DIRECTIONS FOR THIS TASK
Pull out of the data below the stretch of lines bounded by the one containing "Please locate the blue" and the one containing "Please locate the tractor", both bounds included, unchanged.

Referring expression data
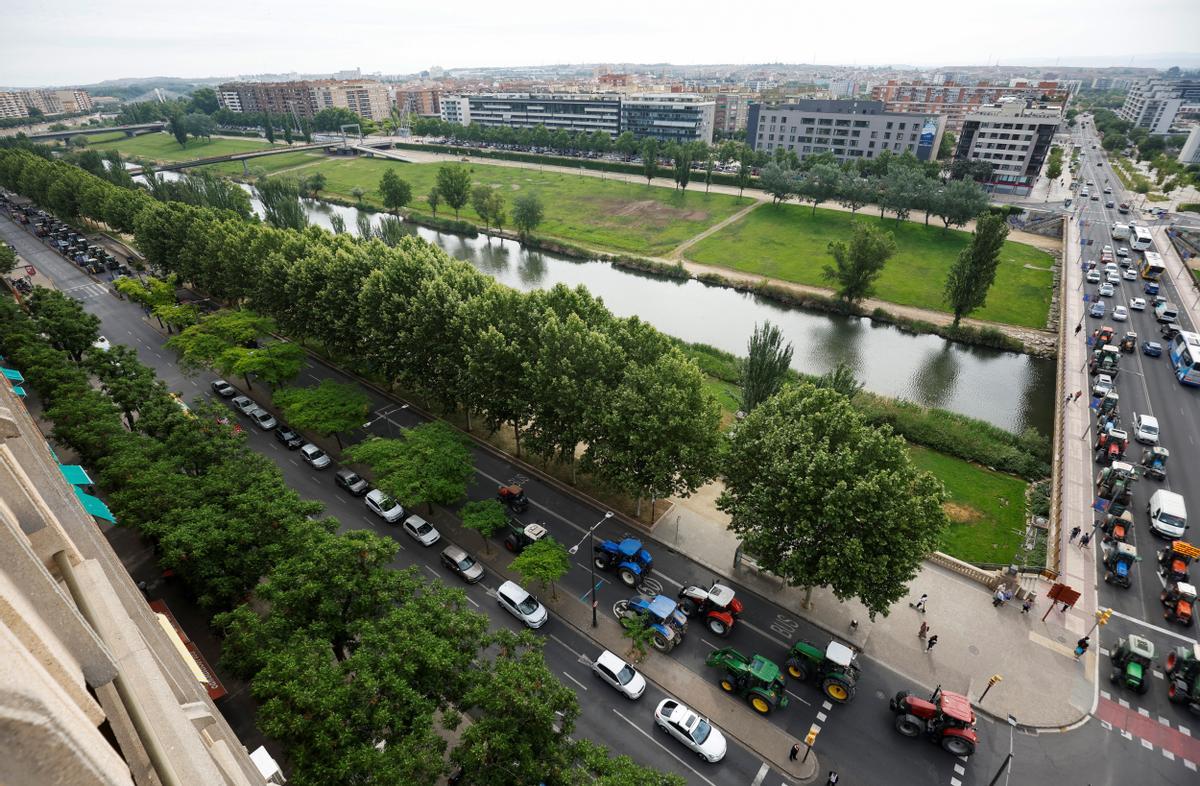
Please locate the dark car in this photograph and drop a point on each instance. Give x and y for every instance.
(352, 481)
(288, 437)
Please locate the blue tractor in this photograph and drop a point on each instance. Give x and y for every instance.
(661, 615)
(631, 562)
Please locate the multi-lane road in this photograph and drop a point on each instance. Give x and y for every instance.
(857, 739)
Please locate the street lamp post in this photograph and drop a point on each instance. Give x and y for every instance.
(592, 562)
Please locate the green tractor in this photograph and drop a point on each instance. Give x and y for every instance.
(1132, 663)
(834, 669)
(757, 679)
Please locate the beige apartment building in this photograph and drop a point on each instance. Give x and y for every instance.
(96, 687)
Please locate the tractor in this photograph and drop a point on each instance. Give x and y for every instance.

* * *

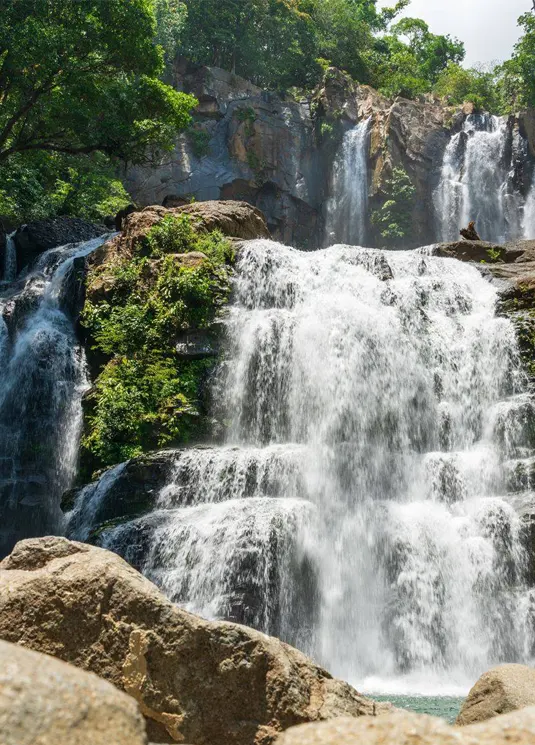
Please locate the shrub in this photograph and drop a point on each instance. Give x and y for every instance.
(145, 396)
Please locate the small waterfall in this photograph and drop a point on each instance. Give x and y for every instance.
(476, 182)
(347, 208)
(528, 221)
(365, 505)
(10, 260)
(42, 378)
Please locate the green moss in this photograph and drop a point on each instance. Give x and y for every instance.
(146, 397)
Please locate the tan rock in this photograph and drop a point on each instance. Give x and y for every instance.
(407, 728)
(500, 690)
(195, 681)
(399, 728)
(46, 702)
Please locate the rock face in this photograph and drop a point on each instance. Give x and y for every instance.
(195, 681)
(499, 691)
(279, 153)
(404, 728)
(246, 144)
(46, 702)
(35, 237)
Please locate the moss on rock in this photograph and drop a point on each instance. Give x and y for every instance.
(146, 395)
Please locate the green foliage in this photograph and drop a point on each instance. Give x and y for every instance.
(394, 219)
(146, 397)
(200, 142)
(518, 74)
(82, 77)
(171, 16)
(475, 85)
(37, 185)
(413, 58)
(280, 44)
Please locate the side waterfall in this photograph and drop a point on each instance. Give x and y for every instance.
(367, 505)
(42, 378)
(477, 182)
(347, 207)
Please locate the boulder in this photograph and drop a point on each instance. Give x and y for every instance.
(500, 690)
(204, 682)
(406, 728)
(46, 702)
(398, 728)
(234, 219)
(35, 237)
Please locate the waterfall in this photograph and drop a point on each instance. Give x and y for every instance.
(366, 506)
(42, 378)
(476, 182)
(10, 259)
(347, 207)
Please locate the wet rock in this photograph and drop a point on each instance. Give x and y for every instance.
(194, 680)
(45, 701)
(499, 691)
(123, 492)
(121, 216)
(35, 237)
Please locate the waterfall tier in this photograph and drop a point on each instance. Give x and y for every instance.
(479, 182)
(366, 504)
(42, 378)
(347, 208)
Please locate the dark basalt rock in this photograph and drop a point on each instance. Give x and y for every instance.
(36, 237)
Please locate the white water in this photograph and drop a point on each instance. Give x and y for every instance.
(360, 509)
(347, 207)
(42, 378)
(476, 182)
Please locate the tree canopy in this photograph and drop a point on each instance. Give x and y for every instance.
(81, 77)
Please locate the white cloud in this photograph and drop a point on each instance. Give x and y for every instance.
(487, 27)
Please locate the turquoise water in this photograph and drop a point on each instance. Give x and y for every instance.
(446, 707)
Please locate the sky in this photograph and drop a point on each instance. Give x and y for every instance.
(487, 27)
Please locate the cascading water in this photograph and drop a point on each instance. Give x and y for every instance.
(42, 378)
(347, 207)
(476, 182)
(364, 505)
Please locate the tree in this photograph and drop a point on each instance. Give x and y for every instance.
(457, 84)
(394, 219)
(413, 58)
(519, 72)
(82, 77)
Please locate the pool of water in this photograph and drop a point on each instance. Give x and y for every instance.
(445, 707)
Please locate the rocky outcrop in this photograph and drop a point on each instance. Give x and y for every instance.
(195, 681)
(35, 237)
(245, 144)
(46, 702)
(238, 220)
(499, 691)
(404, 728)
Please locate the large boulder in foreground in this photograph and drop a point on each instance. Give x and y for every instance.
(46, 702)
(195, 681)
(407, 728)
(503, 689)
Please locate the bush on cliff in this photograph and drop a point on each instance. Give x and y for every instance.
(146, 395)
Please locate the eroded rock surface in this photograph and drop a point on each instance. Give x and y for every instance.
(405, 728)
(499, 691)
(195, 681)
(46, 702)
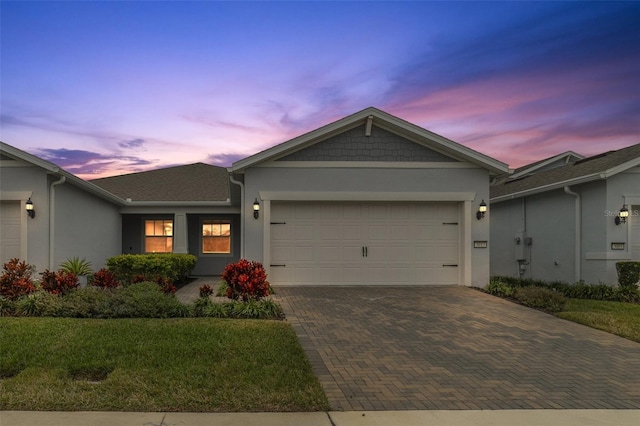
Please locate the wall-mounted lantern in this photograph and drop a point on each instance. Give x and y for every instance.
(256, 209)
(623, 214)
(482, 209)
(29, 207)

REPLY
Please locate the blue tractor in this photograph and drop a point on each instance. Give x and y for every instance.
(661, 615)
(631, 562)
Please locate the multi-lane road in this photograph and drop a point on each instance. Give x and y for every instance.
(857, 739)
Please locate the street lamp post in this photograph and drop a point on each instance. Give x and y for every instance.
(592, 562)
Please locate the green tractor in this photograph and drop a point on each instance. Give x and y for every instance.
(1132, 663)
(834, 669)
(757, 679)
Please locate the beige apartment building in this photograph and drop a point on each instance. Give x and y for every instance.
(96, 687)
Please locate the tractor in this photograph and drop a point on each instance. Give x and y for every instance.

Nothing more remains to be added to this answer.